- _WORK REQUIRED_: Copy the lines of the listing below word for word, beginning at its start and ending with the line containing "[[235, 64]]", both ends included. Leave the pictures out of your copy.

Object position labeling listing:
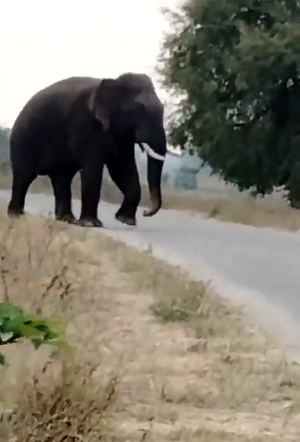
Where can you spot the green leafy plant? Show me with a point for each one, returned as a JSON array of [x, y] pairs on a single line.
[[15, 324]]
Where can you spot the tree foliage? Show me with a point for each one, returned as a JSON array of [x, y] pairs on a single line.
[[235, 64]]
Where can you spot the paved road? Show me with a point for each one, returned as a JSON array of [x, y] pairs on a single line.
[[256, 266]]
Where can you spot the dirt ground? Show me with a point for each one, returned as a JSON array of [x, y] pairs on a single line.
[[261, 212], [157, 357]]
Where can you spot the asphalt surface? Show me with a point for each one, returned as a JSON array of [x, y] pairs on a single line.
[[257, 267]]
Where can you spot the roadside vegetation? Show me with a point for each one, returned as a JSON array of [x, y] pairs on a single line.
[[155, 356]]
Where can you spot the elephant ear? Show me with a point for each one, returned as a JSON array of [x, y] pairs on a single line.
[[105, 100]]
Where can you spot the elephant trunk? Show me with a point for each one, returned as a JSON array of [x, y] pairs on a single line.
[[154, 172]]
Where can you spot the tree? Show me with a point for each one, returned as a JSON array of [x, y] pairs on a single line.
[[234, 66]]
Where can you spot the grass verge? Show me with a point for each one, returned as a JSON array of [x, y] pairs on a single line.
[[266, 212], [157, 356]]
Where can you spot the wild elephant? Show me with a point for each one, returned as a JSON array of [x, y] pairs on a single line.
[[82, 124]]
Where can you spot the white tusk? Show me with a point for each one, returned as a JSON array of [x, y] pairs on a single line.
[[153, 154]]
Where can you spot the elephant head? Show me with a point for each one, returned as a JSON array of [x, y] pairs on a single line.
[[130, 108]]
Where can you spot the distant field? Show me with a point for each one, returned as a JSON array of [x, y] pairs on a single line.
[[214, 200]]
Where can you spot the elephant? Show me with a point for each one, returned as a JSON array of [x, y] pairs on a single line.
[[82, 124]]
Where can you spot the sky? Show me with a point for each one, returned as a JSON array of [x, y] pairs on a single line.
[[45, 41]]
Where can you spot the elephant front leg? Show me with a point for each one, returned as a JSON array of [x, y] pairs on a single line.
[[91, 181]]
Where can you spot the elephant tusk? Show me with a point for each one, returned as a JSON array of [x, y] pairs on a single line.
[[153, 154]]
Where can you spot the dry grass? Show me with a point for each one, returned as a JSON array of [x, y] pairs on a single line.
[[266, 212], [157, 357]]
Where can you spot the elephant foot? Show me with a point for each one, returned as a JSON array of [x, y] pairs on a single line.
[[67, 218], [89, 222], [15, 213], [126, 220]]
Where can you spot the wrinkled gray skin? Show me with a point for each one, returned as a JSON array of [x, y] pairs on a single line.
[[81, 124]]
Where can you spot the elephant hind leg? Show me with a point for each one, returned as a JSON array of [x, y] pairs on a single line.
[[125, 176], [22, 179], [61, 180]]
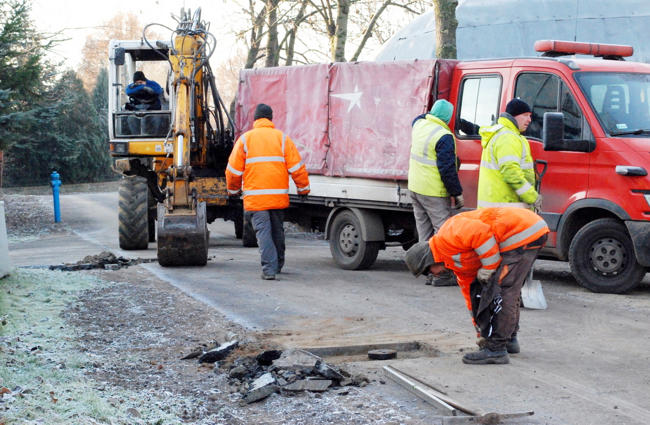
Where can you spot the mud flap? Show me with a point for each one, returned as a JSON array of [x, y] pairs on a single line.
[[182, 237]]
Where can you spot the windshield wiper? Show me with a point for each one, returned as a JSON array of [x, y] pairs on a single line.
[[630, 132]]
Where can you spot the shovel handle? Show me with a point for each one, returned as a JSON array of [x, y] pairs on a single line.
[[538, 175]]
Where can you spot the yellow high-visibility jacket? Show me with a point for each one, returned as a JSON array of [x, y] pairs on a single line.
[[507, 175]]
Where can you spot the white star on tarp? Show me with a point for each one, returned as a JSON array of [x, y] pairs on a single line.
[[354, 98]]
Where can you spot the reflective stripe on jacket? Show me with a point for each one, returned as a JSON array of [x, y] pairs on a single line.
[[474, 239], [506, 176], [263, 158], [424, 176]]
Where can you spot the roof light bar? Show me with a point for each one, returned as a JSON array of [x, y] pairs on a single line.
[[562, 48]]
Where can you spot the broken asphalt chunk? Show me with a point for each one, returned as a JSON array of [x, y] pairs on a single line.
[[295, 360], [266, 358], [219, 353], [313, 385], [261, 388]]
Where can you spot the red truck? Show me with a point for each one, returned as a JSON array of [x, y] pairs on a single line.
[[590, 127]]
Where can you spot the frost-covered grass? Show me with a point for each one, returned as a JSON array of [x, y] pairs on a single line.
[[43, 367]]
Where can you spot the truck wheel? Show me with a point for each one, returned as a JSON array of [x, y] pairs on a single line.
[[133, 213], [348, 249], [152, 214], [248, 239], [602, 258]]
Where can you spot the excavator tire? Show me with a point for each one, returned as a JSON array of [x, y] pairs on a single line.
[[133, 213], [153, 211], [182, 237]]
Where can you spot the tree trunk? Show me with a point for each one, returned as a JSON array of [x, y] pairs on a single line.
[[341, 34], [446, 23], [256, 36], [291, 36], [272, 45]]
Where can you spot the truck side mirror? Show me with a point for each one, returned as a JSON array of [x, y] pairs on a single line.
[[553, 135], [119, 56]]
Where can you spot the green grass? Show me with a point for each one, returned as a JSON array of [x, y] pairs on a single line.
[[39, 355]]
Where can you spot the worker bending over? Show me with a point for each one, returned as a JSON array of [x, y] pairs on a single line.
[[491, 251]]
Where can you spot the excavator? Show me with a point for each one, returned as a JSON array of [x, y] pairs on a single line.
[[172, 158]]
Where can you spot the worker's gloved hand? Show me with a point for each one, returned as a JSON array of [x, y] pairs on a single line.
[[459, 201], [538, 203], [484, 275]]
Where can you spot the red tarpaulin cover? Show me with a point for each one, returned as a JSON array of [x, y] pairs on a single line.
[[347, 119]]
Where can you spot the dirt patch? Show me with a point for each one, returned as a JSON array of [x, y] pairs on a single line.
[[112, 354], [138, 332], [104, 260]]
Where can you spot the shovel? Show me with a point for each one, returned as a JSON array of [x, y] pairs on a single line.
[[532, 295]]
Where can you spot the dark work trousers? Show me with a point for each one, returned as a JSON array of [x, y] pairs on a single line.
[[269, 230], [430, 213], [510, 276]]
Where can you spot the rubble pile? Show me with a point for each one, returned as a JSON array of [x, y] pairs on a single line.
[[104, 260], [274, 371]]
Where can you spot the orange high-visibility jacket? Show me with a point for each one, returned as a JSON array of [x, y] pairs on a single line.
[[474, 239], [264, 157]]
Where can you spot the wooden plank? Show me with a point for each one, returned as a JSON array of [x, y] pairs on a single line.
[[421, 390]]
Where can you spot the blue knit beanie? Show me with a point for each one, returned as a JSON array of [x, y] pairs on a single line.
[[442, 109], [517, 106]]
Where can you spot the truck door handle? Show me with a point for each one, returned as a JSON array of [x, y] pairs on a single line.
[[630, 170]]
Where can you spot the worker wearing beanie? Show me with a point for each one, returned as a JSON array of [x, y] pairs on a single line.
[[491, 251], [144, 95], [262, 160], [507, 175], [433, 175]]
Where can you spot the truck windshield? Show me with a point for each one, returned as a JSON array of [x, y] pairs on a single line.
[[620, 100]]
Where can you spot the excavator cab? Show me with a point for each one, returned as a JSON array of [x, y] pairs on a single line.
[[172, 149]]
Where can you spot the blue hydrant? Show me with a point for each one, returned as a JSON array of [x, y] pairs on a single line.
[[55, 182]]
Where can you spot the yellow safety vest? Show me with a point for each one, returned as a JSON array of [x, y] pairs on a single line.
[[424, 177], [507, 175]]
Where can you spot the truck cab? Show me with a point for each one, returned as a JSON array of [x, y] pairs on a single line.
[[591, 128]]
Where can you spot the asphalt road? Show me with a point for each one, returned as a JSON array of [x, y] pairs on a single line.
[[584, 360]]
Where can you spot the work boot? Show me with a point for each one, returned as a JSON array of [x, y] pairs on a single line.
[[512, 346], [445, 279], [486, 356]]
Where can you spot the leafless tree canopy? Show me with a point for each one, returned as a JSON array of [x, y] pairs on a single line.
[[306, 31]]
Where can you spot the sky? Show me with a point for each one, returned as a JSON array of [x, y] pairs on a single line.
[[76, 19]]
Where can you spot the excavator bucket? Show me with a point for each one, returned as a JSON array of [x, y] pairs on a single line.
[[182, 236]]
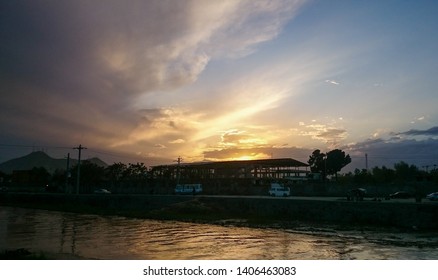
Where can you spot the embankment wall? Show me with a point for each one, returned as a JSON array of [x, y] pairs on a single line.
[[391, 214]]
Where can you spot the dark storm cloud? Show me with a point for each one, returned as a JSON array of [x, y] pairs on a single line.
[[71, 66]]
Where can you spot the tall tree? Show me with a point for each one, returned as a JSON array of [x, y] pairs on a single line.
[[336, 160], [317, 162]]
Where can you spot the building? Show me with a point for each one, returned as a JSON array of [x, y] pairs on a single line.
[[255, 172]]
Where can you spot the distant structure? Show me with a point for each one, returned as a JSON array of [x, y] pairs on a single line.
[[255, 170]]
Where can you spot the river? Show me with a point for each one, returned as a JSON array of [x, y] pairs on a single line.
[[120, 238]]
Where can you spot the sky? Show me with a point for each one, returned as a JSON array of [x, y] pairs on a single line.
[[151, 81]]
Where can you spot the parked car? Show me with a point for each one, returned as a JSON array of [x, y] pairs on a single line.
[[102, 191], [432, 196], [279, 190], [188, 189], [356, 194], [400, 194]]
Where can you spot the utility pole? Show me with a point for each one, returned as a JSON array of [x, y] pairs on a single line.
[[79, 148], [178, 170], [366, 162], [67, 173]]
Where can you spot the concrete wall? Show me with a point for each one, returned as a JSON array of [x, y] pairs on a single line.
[[409, 214]]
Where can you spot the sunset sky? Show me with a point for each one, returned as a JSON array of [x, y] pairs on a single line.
[[150, 81]]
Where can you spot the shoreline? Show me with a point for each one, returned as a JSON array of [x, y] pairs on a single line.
[[240, 211]]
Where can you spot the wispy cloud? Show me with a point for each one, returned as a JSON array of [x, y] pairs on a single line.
[[333, 82], [415, 132]]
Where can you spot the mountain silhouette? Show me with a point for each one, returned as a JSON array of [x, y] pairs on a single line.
[[41, 159]]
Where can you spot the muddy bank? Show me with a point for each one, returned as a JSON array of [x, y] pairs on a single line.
[[249, 210]]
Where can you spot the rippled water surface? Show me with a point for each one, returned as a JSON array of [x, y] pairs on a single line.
[[102, 237]]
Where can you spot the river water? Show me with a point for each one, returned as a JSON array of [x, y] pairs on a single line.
[[120, 238]]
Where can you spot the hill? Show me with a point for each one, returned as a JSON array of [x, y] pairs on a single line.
[[41, 159]]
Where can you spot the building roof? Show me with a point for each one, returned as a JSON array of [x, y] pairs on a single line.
[[279, 162]]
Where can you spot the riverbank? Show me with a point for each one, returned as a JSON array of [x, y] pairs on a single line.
[[238, 209]]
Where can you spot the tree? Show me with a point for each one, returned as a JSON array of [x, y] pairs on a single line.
[[336, 160], [317, 162], [328, 164]]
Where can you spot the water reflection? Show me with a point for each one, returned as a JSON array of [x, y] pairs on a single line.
[[97, 237]]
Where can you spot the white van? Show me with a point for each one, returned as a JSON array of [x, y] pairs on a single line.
[[279, 190], [188, 188]]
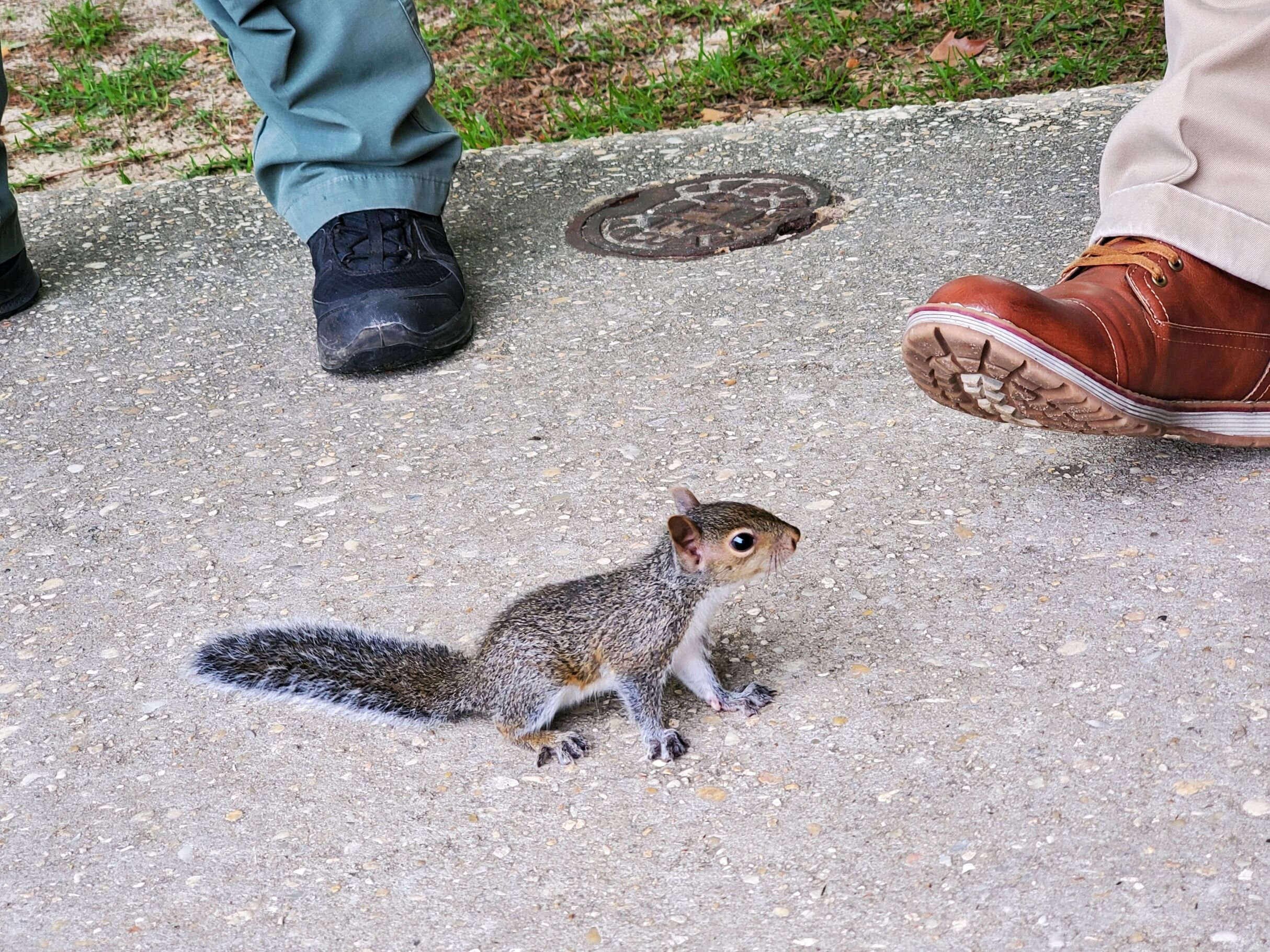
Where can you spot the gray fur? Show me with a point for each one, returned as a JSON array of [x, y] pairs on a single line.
[[625, 631]]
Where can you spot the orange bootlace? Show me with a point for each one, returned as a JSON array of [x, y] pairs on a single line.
[[1126, 253]]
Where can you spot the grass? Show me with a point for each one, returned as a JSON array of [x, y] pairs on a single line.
[[538, 70], [548, 69], [228, 162], [83, 89], [83, 26]]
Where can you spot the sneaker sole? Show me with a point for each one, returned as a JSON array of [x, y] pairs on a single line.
[[392, 347], [990, 371]]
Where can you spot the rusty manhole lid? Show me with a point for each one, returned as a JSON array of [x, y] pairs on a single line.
[[700, 216]]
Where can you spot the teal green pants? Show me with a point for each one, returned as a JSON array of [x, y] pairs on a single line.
[[10, 233], [347, 125]]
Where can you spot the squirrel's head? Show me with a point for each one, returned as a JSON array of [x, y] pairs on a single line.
[[729, 542]]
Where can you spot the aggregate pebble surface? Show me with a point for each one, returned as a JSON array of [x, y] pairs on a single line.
[[1023, 690]]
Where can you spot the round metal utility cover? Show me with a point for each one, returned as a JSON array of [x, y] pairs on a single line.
[[700, 216]]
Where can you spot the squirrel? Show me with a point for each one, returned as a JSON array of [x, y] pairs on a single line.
[[625, 630]]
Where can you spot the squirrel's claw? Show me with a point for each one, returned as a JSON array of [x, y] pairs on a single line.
[[670, 747], [571, 747], [752, 700]]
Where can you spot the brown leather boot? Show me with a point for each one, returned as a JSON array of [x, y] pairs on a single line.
[[1137, 339]]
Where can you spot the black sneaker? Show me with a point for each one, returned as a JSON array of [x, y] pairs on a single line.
[[19, 285], [388, 291]]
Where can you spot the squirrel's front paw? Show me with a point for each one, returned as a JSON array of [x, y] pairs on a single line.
[[670, 747], [754, 698]]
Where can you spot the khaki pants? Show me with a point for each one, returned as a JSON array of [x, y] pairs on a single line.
[[1190, 164]]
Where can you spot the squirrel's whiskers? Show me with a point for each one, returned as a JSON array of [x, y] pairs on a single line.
[[625, 631]]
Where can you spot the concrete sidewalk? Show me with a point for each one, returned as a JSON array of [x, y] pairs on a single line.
[[1023, 683]]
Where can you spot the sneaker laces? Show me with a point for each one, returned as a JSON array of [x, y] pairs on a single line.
[[371, 240], [1128, 250]]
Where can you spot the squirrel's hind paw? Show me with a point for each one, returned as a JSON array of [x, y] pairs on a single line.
[[670, 747], [568, 748], [752, 700]]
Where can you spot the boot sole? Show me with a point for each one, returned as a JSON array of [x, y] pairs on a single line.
[[392, 347], [997, 374], [23, 297]]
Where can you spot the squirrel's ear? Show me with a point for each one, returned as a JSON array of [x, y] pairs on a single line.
[[687, 542], [684, 499]]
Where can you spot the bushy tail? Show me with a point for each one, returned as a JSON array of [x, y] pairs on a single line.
[[364, 672]]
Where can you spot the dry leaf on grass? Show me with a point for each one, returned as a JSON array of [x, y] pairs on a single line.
[[954, 48]]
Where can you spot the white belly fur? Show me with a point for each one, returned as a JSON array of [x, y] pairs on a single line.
[[696, 636], [572, 696], [695, 640]]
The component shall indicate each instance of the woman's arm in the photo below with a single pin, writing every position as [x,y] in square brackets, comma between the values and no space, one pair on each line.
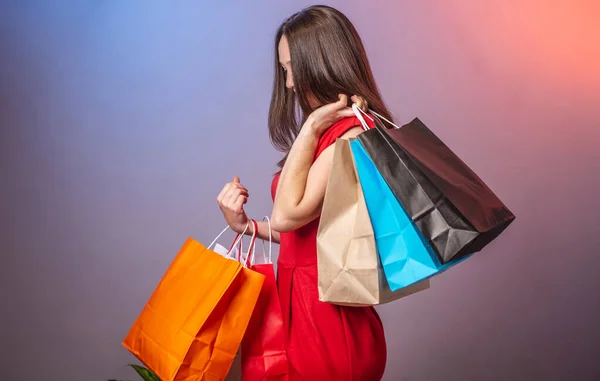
[302,184]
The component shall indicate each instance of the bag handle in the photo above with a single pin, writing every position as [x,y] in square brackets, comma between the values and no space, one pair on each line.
[267,259]
[238,239]
[358,112]
[251,249]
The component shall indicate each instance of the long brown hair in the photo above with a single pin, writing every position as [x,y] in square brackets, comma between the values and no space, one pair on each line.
[328,58]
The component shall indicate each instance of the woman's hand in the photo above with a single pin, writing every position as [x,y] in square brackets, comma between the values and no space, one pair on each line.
[326,116]
[231,202]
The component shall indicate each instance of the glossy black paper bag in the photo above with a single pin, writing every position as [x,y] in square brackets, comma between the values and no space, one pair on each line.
[453,208]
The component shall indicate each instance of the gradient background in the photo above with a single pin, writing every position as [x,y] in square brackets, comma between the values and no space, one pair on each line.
[121,120]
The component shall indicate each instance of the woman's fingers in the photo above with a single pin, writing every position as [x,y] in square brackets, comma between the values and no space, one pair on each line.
[360,102]
[345,113]
[230,192]
[238,204]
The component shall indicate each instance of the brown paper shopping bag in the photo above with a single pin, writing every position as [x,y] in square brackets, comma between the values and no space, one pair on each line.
[350,272]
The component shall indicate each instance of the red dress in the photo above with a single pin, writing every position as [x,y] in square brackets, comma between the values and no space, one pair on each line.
[324,341]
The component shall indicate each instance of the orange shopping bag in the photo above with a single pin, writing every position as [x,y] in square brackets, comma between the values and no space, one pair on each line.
[193,324]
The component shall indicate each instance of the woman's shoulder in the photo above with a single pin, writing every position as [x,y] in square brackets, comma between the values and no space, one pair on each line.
[336,131]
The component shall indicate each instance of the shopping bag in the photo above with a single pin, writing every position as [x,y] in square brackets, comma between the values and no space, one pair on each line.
[193,324]
[454,209]
[349,269]
[263,346]
[406,256]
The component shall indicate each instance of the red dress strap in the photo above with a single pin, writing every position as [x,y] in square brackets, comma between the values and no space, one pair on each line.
[337,130]
[328,138]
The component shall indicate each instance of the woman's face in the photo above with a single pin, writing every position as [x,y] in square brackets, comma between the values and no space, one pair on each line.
[286,63]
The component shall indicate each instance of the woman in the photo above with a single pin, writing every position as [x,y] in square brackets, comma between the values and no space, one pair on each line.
[319,58]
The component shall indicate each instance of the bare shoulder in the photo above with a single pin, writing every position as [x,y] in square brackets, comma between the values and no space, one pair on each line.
[325,159]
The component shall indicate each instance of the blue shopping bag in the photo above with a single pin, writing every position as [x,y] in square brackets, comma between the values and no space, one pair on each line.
[405,254]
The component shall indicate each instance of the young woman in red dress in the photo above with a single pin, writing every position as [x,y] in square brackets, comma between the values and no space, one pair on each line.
[319,61]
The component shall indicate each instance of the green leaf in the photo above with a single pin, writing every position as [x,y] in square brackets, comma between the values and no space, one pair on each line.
[145,373]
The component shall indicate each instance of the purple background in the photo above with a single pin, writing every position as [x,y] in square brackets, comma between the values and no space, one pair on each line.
[121,120]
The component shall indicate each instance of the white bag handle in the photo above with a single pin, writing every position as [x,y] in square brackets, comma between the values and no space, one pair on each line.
[235,243]
[358,112]
[252,248]
[267,260]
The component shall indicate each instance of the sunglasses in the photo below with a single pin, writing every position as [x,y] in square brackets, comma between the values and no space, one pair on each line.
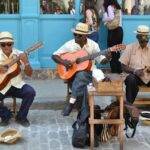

- _RESULT_:
Where can you spot the green leafy plant? Show me with a point for each one, returned as a JSON array of [x, y] pairs on a single line.
[[15, 324]]
Where can you spot the tree foliage? Show me with a point for each one, returned as a JSON array of [x, y] pairs on a single line.
[[235, 64]]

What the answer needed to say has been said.